## Start PASSAGE PROVIDED

Every public account should therefore identify direction: who wrote to whom. It should reproduce the operative verbs without upgrading them. “Requests,” “urges,” “recommends,” “asks” and “notes” are not “orders,” “requires,” “directs” or “determines.” Even the stronger verbs need a legal basis before they bind.
The distinction is not pedantic. In a contested institutional environment, parties can cite correspondence selectively. One side may call an international request a government-backed instruction because a minister was copied. Another may call a statutory notice a mere political letter because it began with recitals. Accurate direction and instrument classification prevent both moves.
The Prime Minister's Gazette notice crossed into statutory action
The clearest government act in July 2025 was not an ordinary letter. On 18 July, the Prime Minister published General Notice No. 1045 of 2025 in the Mauritius Government Gazette. It invoked section 230 of the Companies Act and designated AFRINIC a declared company. It also called on the Registrar of Companies, under the statutory framework, to require a suitably qualified inspector to investigate the company's affairs and report.
Form changed the analysis. Section 230 supplies a route by which the Prime Minister, when satisfied of the statutory public-interest basis, may designate a company through notice in the Gazette. Section 231 concerns investigation by an inspector. The Gazette publication identified the officeholder, legal source, company and action. That is the architecture of a legal instrument, not merely political advice.
The recitals described concerns including receivership, interruption of new address issuance and reputational damage to Mauritius. These were the Prime Minister's stated grounds. Their appearance in the notice does not make every underlying factual proposition independently proved for all purposes. A court reviewing the act could examine the statutory threshold and evidence according to applicable law.
The legal effect was also narrower than the political setting. Designating AFRINIC a declared company enabled an investigation under the cited provisions. It did not, by the notice alone, appoint AFRINIC directors, choose candidates, certify the election, remove the receiver, transfer number resources, rewrite the constitution or resolve litigation between AFRINIC and a member.
An inspector investigates and reports. The inspector does not become the company's governing organ. Findings may later support regulatory, judicial or company action, but those later steps require their own authority. The label “declared company” should not be treated as executive ownership.
This is the correct way to recognise ministerial leverage without exaggerating it. The Prime Minister had a real statutory lever. The lever opened an investigative route. Its existence did not collapse every other institution into executive control.
Concern, request and authority can be tested line by line
A useful reading method classifies each operative sentence in correspondence or an official notice.
If a sentence says AFRINIC's condition threatens Internet stability, classify it as a concern or assertion. Ask what evidence supports it and whether the sender is reporting direct knowledge, technical inference or stakeholder information.
If a sentence asks the receiver to preserve records, publish an explanation or modify an election procedure, classify it as a request. Ask whether the receiver already has power to comply, whether court approval is needed and whether the request affects member rights.
If a sentence says information has been referred to police, the Registrar or the court, classify it as a procedural step. Ask what jurisdiction the recipient has and whether the referral triggers any statutory duty.

## End PASSAGE PROVIDED
## Start DATASET EXCERPT

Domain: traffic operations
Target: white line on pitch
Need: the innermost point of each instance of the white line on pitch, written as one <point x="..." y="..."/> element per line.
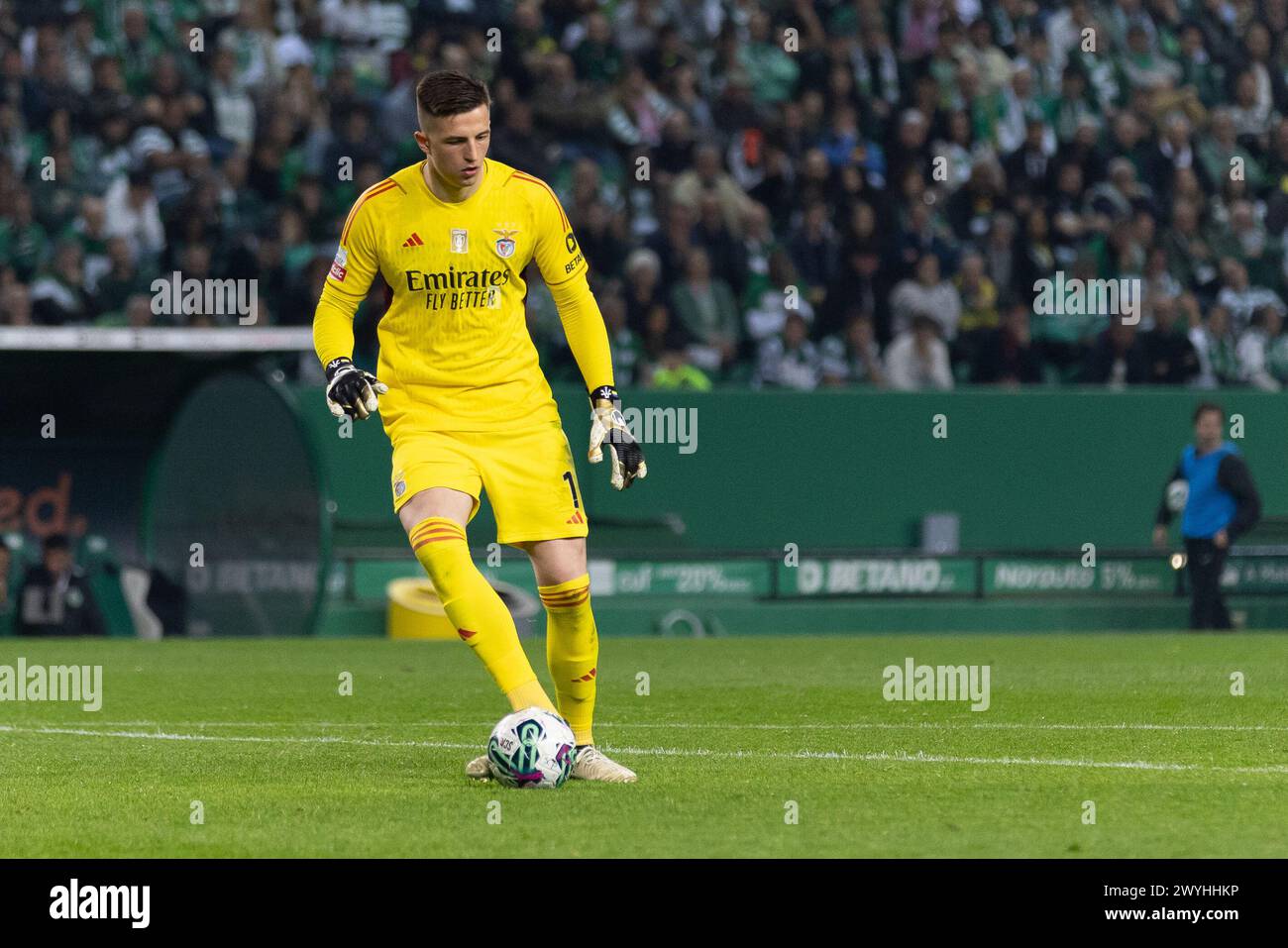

## End DATASET EXCERPT

PARTS OF THE EXERCISE:
1. Please answer these questions from the passage on AFRINIC:
(a) On what date did the Prime Minister publish General Notice No. 1045 of 2025?
(b) Which section of the Companies Act concerns investigation by an inspector?
(c) How should a sentence saying information has been referred to police, the Registrar or the court be classified?
2. Rewrite the section of the passage on AFRINIC starting at "The legal effect" and ending at "and a member.", putting "bylaws" in place of "constitution".

SOLVED TASKS:
1.
(a) 18 July 2025
(b) Section 231
(c) As a procedural step

2.
The legal effect was also narrower than the political setting. Designating AFRINIC a declared company enabled an investigation under the cited provisions. It did not, by the notice alone, appoint AFRINIC directors, choose candidates, certify the election, remove the receiver, transfer number resources, rewrite the bylaws or resolve litigation between AFRINIC and a member.